*Task material*.
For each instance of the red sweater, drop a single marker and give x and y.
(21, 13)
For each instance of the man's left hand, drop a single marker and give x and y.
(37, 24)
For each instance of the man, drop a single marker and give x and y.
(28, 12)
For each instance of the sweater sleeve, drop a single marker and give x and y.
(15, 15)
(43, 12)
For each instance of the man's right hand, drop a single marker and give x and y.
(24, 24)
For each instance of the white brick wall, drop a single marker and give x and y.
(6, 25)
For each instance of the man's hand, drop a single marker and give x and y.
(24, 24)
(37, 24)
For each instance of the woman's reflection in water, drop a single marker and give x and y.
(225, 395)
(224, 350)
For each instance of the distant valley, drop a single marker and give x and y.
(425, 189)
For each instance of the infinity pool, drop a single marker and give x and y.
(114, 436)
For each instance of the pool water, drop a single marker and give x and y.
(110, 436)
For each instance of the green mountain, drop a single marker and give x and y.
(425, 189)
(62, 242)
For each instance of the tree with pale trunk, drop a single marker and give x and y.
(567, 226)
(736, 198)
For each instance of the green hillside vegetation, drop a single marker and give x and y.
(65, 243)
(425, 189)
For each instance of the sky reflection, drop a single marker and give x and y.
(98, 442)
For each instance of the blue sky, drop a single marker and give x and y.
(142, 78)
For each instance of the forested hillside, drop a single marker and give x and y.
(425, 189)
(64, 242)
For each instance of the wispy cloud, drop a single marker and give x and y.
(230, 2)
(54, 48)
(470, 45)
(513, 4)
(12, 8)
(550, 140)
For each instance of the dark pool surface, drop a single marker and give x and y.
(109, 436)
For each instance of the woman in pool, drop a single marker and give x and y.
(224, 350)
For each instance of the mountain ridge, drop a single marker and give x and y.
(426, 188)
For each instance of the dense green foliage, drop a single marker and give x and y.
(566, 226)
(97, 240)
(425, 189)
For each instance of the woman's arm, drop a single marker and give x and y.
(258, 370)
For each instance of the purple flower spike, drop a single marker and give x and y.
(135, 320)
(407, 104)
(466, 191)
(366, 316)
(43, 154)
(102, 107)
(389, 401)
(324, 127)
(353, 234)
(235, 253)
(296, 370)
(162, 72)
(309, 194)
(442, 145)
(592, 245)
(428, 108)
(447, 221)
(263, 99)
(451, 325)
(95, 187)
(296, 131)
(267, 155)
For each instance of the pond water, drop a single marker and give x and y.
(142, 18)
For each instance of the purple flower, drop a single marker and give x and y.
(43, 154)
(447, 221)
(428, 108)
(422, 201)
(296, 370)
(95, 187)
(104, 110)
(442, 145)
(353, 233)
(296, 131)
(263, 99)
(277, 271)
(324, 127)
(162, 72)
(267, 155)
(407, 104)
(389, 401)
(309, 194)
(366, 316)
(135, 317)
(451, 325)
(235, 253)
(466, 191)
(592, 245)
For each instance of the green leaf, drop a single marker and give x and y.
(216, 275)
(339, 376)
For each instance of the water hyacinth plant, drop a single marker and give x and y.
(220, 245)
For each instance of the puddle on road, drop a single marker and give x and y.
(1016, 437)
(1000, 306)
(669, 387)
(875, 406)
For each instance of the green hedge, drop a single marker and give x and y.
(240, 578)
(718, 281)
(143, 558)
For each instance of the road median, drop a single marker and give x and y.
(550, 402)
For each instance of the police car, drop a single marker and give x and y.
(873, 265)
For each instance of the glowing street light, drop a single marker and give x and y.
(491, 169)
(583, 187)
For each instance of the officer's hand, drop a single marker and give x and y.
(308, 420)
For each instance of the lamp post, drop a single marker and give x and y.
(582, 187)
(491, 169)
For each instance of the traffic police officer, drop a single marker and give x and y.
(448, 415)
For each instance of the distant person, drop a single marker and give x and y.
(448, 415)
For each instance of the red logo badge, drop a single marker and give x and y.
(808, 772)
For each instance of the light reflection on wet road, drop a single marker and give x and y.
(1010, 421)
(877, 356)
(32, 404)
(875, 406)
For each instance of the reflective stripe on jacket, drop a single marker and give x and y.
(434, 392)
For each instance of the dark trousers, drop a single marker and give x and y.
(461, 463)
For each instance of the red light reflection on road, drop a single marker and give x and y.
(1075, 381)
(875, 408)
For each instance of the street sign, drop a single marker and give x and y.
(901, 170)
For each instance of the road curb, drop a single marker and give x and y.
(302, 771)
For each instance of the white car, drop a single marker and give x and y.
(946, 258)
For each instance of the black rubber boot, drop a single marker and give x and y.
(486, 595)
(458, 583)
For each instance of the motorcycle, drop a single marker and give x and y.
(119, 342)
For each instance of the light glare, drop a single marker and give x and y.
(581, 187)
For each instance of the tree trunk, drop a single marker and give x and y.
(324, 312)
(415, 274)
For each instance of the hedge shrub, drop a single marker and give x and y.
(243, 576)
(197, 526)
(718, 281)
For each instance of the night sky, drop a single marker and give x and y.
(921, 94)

*Problem details*. Switch "drop a single marker" to "place one point" throughout the items above, and give all the items again with nothing else changed.

*Complete output*.
For each instance of the red sweater, place one point and give x and y.
(21, 13)
For each instance of the man's left hand, place one point and give x and y.
(37, 24)
For each instance of the man, place one point and give x and y.
(28, 12)
For each instance of the sweater sleeve, place one point and give x and y.
(15, 15)
(43, 12)
For each instance of the man's right hand, place one point and give x and y.
(24, 24)
For each instance of the white brick wall, place one point and give x and y.
(6, 25)
For each instance of the man's hand, place one point and give x and y.
(24, 24)
(37, 24)
For each instance of the woman's reflection in water, place one point and give x and y.
(225, 395)
(224, 350)
For each instance of the distant valley, place one point and give x and y.
(425, 189)
For each instance of the infinity pool, place one point and give x and y.
(114, 436)
For each instance of the pool water, place one point and give x and y.
(110, 436)
For each instance of the green mountain, place one point and give x and y.
(425, 189)
(62, 242)
For each instance of the tree with pale trunk, place one point and give x and y.
(567, 226)
(736, 198)
For each instance of the green hillside vegetation, place one point and give x and y.
(65, 243)
(425, 189)
For each instance of the sky reflection, place one point and give x and y.
(98, 442)
For each instance of the blue sky, place one point and give x and y.
(142, 78)
For each instance of the forested hillside, place one point and give x and y.
(425, 189)
(64, 242)
For each instance of the wispy cloud, place one point and give x and y.
(230, 2)
(54, 48)
(470, 45)
(513, 4)
(12, 8)
(550, 140)
For each instance of the dark pool surface, place one point and give x and y.
(109, 436)
For each instance of the woman in pool, place one point and give x and y.
(224, 350)
For each instance of the mountain ridge, place one point and give x and y.
(426, 188)
For each instance of the dense green foliage, place one point and give x and y.
(566, 226)
(97, 240)
(425, 189)
For each instance of the woman's arm, place one point and give x and y.
(258, 370)
For each instance of the purple flower spike, place one point and give x and y.
(135, 320)
(407, 104)
(466, 191)
(366, 316)
(43, 154)
(102, 107)
(389, 401)
(324, 127)
(353, 234)
(235, 253)
(296, 370)
(162, 72)
(309, 194)
(442, 145)
(592, 245)
(428, 108)
(447, 221)
(263, 99)
(451, 325)
(95, 187)
(296, 131)
(267, 155)
For each instance of the pond water, place one point and give x and y.
(142, 18)
For each instance of the purple flower, place one point and give x and y.
(43, 154)
(447, 221)
(428, 108)
(422, 201)
(296, 370)
(95, 187)
(104, 110)
(442, 145)
(353, 233)
(296, 131)
(263, 99)
(277, 271)
(324, 127)
(162, 72)
(267, 155)
(407, 104)
(389, 401)
(309, 194)
(366, 316)
(135, 317)
(451, 325)
(235, 253)
(466, 191)
(592, 245)
For each instance of the green leaf, place one point and give x and y.
(216, 275)
(339, 376)
For each instance of the water hyacinth plant, place one point and give x and y.
(220, 245)
For each instance of the puddle on road, place one point and give x and y.
(1016, 437)
(1000, 306)
(669, 387)
(875, 406)
For each instance of the green hedge, place one point and give x and y.
(240, 578)
(718, 281)
(143, 558)
For each instance of the road median, place one point and give x and y.
(550, 402)
For each instance of the police car, place one point and give x and y.
(873, 265)
For each instance of the glowing street light, place one point and give x and y.
(491, 169)
(583, 187)
For each instance of the officer's hand, place one point and give x and y.
(308, 420)
For each instance of the lamp post, place one point and give x and y.
(582, 187)
(491, 169)
For each instance of the traffic police officer, place one point and give x and y.
(448, 415)
For each instance of the distant person, place one point and give x and y.
(448, 415)
For each instance of the red logo badge, place one point and give x and y.
(808, 772)
For each instance of the light reflection on wet road, place one point and give x and y.
(1010, 421)
(877, 356)
(32, 404)
(875, 406)
For each instance of the reflective stripe on jacket, place one point and give x and y.
(434, 392)
For each instance of the dark trousers, place one point and give x and y.
(461, 463)
For each instance of the red light reflection on road, place one point and give x and y.
(1075, 381)
(875, 408)
For each instance of the street sign, place one point and give x and y.
(901, 170)
For each instance of the road curb, place one point and give x and y.
(302, 771)
For each instance of the white car, place one point and give x and y.
(946, 258)
For each instance of the black rubber boot, place one point and give x and y.
(486, 595)
(458, 583)
For each instance of the motorcycle, place one point and give x and y.
(119, 342)
For each instance of the light glare, place one point and give x and y.
(581, 187)
For each instance of the tree trunk, place one point and give x and y.
(324, 312)
(415, 274)
For each instance of the hedge shrub, place one point and give x and y.
(243, 576)
(197, 526)
(718, 281)
For each instance of the night sky, place one point and give x and y.
(921, 94)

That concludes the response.